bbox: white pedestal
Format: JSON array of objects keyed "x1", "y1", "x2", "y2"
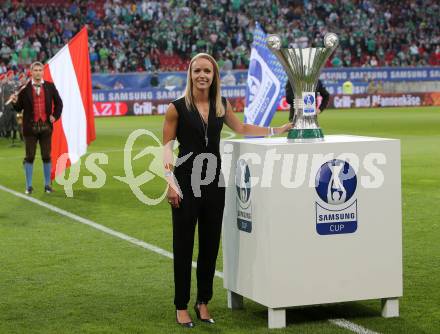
[{"x1": 222, "y1": 136, "x2": 402, "y2": 328}]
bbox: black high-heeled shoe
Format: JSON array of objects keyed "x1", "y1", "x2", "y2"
[
  {"x1": 194, "y1": 302, "x2": 215, "y2": 324},
  {"x1": 176, "y1": 310, "x2": 195, "y2": 328}
]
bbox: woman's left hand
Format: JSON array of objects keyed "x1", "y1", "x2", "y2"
[{"x1": 274, "y1": 122, "x2": 293, "y2": 135}]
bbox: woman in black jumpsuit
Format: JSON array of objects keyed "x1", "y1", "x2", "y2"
[{"x1": 163, "y1": 53, "x2": 292, "y2": 327}]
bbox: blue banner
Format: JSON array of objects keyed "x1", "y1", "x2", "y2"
[
  {"x1": 244, "y1": 23, "x2": 287, "y2": 126},
  {"x1": 93, "y1": 86, "x2": 246, "y2": 102}
]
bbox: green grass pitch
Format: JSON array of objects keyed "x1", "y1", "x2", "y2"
[{"x1": 0, "y1": 107, "x2": 440, "y2": 334}]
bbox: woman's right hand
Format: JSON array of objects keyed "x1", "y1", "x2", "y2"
[{"x1": 167, "y1": 185, "x2": 181, "y2": 208}]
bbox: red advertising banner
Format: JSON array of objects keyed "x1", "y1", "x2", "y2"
[{"x1": 93, "y1": 92, "x2": 440, "y2": 117}]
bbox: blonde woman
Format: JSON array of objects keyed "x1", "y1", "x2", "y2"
[{"x1": 163, "y1": 53, "x2": 292, "y2": 328}]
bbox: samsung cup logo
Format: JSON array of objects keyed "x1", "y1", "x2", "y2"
[
  {"x1": 316, "y1": 159, "x2": 357, "y2": 235},
  {"x1": 304, "y1": 94, "x2": 315, "y2": 107},
  {"x1": 316, "y1": 159, "x2": 357, "y2": 205},
  {"x1": 235, "y1": 159, "x2": 252, "y2": 233}
]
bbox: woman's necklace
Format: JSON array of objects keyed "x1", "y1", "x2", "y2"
[{"x1": 197, "y1": 108, "x2": 209, "y2": 147}]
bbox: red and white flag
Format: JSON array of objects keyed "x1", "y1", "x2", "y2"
[{"x1": 44, "y1": 27, "x2": 96, "y2": 179}]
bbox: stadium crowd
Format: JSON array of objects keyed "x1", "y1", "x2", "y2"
[{"x1": 0, "y1": 0, "x2": 440, "y2": 73}]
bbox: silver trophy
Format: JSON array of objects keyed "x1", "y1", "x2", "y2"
[{"x1": 267, "y1": 33, "x2": 339, "y2": 141}]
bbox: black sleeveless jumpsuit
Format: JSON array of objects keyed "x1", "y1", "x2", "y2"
[{"x1": 172, "y1": 97, "x2": 226, "y2": 310}]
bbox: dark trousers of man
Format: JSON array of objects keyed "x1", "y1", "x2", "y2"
[
  {"x1": 172, "y1": 175, "x2": 225, "y2": 310},
  {"x1": 24, "y1": 128, "x2": 52, "y2": 164}
]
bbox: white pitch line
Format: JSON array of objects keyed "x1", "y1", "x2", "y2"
[
  {"x1": 0, "y1": 185, "x2": 379, "y2": 334},
  {"x1": 328, "y1": 319, "x2": 379, "y2": 334},
  {"x1": 0, "y1": 185, "x2": 223, "y2": 278}
]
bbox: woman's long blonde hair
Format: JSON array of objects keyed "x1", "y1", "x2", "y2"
[{"x1": 184, "y1": 53, "x2": 225, "y2": 117}]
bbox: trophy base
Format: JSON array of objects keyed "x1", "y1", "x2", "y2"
[{"x1": 287, "y1": 128, "x2": 324, "y2": 140}]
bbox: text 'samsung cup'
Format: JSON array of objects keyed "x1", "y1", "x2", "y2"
[{"x1": 267, "y1": 33, "x2": 339, "y2": 141}]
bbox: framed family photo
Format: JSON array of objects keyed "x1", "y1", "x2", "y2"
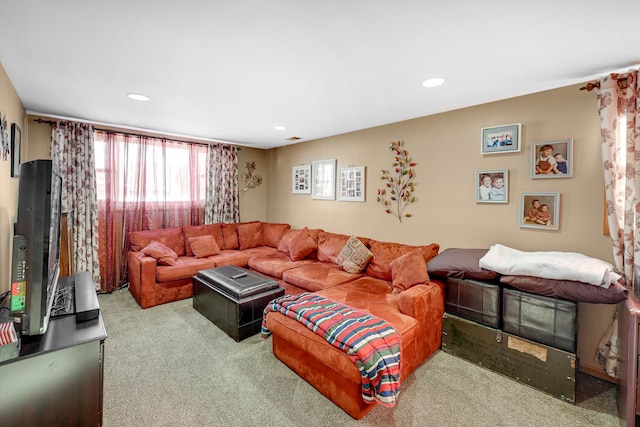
[
  {"x1": 480, "y1": 123, "x2": 522, "y2": 154},
  {"x1": 475, "y1": 169, "x2": 509, "y2": 203},
  {"x1": 311, "y1": 159, "x2": 336, "y2": 200},
  {"x1": 291, "y1": 165, "x2": 311, "y2": 194},
  {"x1": 520, "y1": 193, "x2": 560, "y2": 230},
  {"x1": 531, "y1": 139, "x2": 573, "y2": 179},
  {"x1": 338, "y1": 166, "x2": 364, "y2": 202}
]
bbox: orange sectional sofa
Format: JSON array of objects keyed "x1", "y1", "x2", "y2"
[{"x1": 128, "y1": 222, "x2": 444, "y2": 419}]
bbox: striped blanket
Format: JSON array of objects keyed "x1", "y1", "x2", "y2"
[{"x1": 261, "y1": 293, "x2": 400, "y2": 406}]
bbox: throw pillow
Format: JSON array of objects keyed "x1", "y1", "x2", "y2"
[
  {"x1": 389, "y1": 249, "x2": 429, "y2": 293},
  {"x1": 336, "y1": 236, "x2": 373, "y2": 274},
  {"x1": 189, "y1": 235, "x2": 220, "y2": 258},
  {"x1": 289, "y1": 227, "x2": 318, "y2": 261},
  {"x1": 278, "y1": 230, "x2": 300, "y2": 255},
  {"x1": 262, "y1": 222, "x2": 291, "y2": 248},
  {"x1": 140, "y1": 240, "x2": 178, "y2": 265},
  {"x1": 238, "y1": 222, "x2": 263, "y2": 251}
]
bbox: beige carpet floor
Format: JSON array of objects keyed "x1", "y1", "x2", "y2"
[{"x1": 99, "y1": 291, "x2": 619, "y2": 427}]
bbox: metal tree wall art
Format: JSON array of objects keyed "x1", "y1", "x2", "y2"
[
  {"x1": 377, "y1": 141, "x2": 417, "y2": 226},
  {"x1": 242, "y1": 162, "x2": 262, "y2": 191}
]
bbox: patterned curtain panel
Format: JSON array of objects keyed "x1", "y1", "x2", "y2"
[
  {"x1": 51, "y1": 122, "x2": 100, "y2": 289},
  {"x1": 205, "y1": 144, "x2": 240, "y2": 224},
  {"x1": 95, "y1": 131, "x2": 207, "y2": 292},
  {"x1": 595, "y1": 70, "x2": 640, "y2": 378},
  {"x1": 597, "y1": 70, "x2": 640, "y2": 285}
]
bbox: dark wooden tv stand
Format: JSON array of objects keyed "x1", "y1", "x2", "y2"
[{"x1": 0, "y1": 275, "x2": 107, "y2": 426}]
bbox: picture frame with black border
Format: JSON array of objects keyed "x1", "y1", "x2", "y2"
[
  {"x1": 311, "y1": 159, "x2": 336, "y2": 200},
  {"x1": 291, "y1": 165, "x2": 311, "y2": 194},
  {"x1": 531, "y1": 138, "x2": 573, "y2": 179},
  {"x1": 480, "y1": 123, "x2": 522, "y2": 154},
  {"x1": 474, "y1": 169, "x2": 509, "y2": 203},
  {"x1": 338, "y1": 166, "x2": 365, "y2": 202},
  {"x1": 519, "y1": 192, "x2": 560, "y2": 230}
]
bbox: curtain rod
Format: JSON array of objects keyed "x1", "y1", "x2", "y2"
[{"x1": 33, "y1": 118, "x2": 242, "y2": 151}]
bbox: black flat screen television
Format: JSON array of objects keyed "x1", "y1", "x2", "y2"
[{"x1": 10, "y1": 160, "x2": 62, "y2": 335}]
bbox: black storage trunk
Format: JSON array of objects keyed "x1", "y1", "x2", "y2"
[
  {"x1": 442, "y1": 313, "x2": 577, "y2": 403},
  {"x1": 445, "y1": 277, "x2": 502, "y2": 328},
  {"x1": 502, "y1": 288, "x2": 578, "y2": 353},
  {"x1": 193, "y1": 266, "x2": 284, "y2": 341}
]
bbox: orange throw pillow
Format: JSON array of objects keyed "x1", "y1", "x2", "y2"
[
  {"x1": 389, "y1": 249, "x2": 429, "y2": 293},
  {"x1": 140, "y1": 240, "x2": 178, "y2": 265},
  {"x1": 189, "y1": 235, "x2": 220, "y2": 258},
  {"x1": 289, "y1": 227, "x2": 318, "y2": 261},
  {"x1": 238, "y1": 222, "x2": 263, "y2": 251}
]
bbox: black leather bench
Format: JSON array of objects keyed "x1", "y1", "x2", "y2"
[{"x1": 193, "y1": 265, "x2": 284, "y2": 341}]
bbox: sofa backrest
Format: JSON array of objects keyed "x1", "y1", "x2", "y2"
[
  {"x1": 129, "y1": 227, "x2": 186, "y2": 256},
  {"x1": 366, "y1": 240, "x2": 440, "y2": 281}
]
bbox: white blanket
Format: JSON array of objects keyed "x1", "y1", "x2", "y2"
[{"x1": 480, "y1": 245, "x2": 621, "y2": 288}]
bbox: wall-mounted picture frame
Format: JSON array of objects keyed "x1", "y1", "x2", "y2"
[
  {"x1": 311, "y1": 159, "x2": 336, "y2": 200},
  {"x1": 11, "y1": 123, "x2": 22, "y2": 178},
  {"x1": 291, "y1": 165, "x2": 311, "y2": 194},
  {"x1": 480, "y1": 123, "x2": 522, "y2": 154},
  {"x1": 531, "y1": 139, "x2": 573, "y2": 179},
  {"x1": 338, "y1": 166, "x2": 365, "y2": 202},
  {"x1": 520, "y1": 192, "x2": 560, "y2": 230},
  {"x1": 475, "y1": 169, "x2": 509, "y2": 203}
]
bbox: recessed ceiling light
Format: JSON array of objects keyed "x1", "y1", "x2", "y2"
[
  {"x1": 422, "y1": 77, "x2": 444, "y2": 87},
  {"x1": 127, "y1": 93, "x2": 151, "y2": 101}
]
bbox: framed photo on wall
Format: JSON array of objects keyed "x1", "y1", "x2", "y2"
[
  {"x1": 480, "y1": 123, "x2": 522, "y2": 154},
  {"x1": 520, "y1": 193, "x2": 560, "y2": 230},
  {"x1": 531, "y1": 139, "x2": 573, "y2": 179},
  {"x1": 475, "y1": 169, "x2": 509, "y2": 203},
  {"x1": 338, "y1": 166, "x2": 365, "y2": 202},
  {"x1": 311, "y1": 159, "x2": 336, "y2": 200},
  {"x1": 291, "y1": 165, "x2": 311, "y2": 194}
]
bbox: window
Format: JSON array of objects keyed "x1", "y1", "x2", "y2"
[{"x1": 94, "y1": 131, "x2": 207, "y2": 205}]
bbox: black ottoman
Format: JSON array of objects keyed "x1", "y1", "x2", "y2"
[
  {"x1": 502, "y1": 288, "x2": 578, "y2": 353},
  {"x1": 445, "y1": 277, "x2": 502, "y2": 328},
  {"x1": 193, "y1": 265, "x2": 284, "y2": 341}
]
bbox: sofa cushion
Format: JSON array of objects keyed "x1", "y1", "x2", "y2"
[
  {"x1": 336, "y1": 236, "x2": 373, "y2": 274},
  {"x1": 282, "y1": 261, "x2": 362, "y2": 292},
  {"x1": 289, "y1": 227, "x2": 318, "y2": 261},
  {"x1": 237, "y1": 222, "x2": 264, "y2": 251},
  {"x1": 366, "y1": 241, "x2": 440, "y2": 281},
  {"x1": 129, "y1": 227, "x2": 185, "y2": 256},
  {"x1": 140, "y1": 240, "x2": 178, "y2": 265},
  {"x1": 249, "y1": 252, "x2": 316, "y2": 279},
  {"x1": 389, "y1": 249, "x2": 429, "y2": 293},
  {"x1": 156, "y1": 256, "x2": 216, "y2": 283},
  {"x1": 262, "y1": 222, "x2": 291, "y2": 252},
  {"x1": 182, "y1": 224, "x2": 224, "y2": 256},
  {"x1": 188, "y1": 235, "x2": 220, "y2": 258},
  {"x1": 427, "y1": 248, "x2": 500, "y2": 280}
]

──────────

WHAT YOU ARE ASKED TO DO:
Starting with the line that contains "bbox: sofa cushion", repeat each line through the last one exactly as it appears. Include both ends and nothing more.

WORKED SOLUTION:
bbox: sofa cushion
Format: JSON array of objects keyed "x1", "y1", "x2", "y2"
[
  {"x1": 336, "y1": 236, "x2": 373, "y2": 274},
  {"x1": 282, "y1": 261, "x2": 362, "y2": 292},
  {"x1": 289, "y1": 227, "x2": 318, "y2": 261},
  {"x1": 237, "y1": 222, "x2": 264, "y2": 251},
  {"x1": 366, "y1": 241, "x2": 440, "y2": 281},
  {"x1": 129, "y1": 227, "x2": 185, "y2": 256},
  {"x1": 140, "y1": 240, "x2": 178, "y2": 265},
  {"x1": 249, "y1": 252, "x2": 316, "y2": 279},
  {"x1": 389, "y1": 249, "x2": 429, "y2": 293},
  {"x1": 156, "y1": 256, "x2": 216, "y2": 283},
  {"x1": 262, "y1": 222, "x2": 291, "y2": 252},
  {"x1": 182, "y1": 224, "x2": 224, "y2": 256},
  {"x1": 188, "y1": 235, "x2": 220, "y2": 258},
  {"x1": 427, "y1": 248, "x2": 500, "y2": 280}
]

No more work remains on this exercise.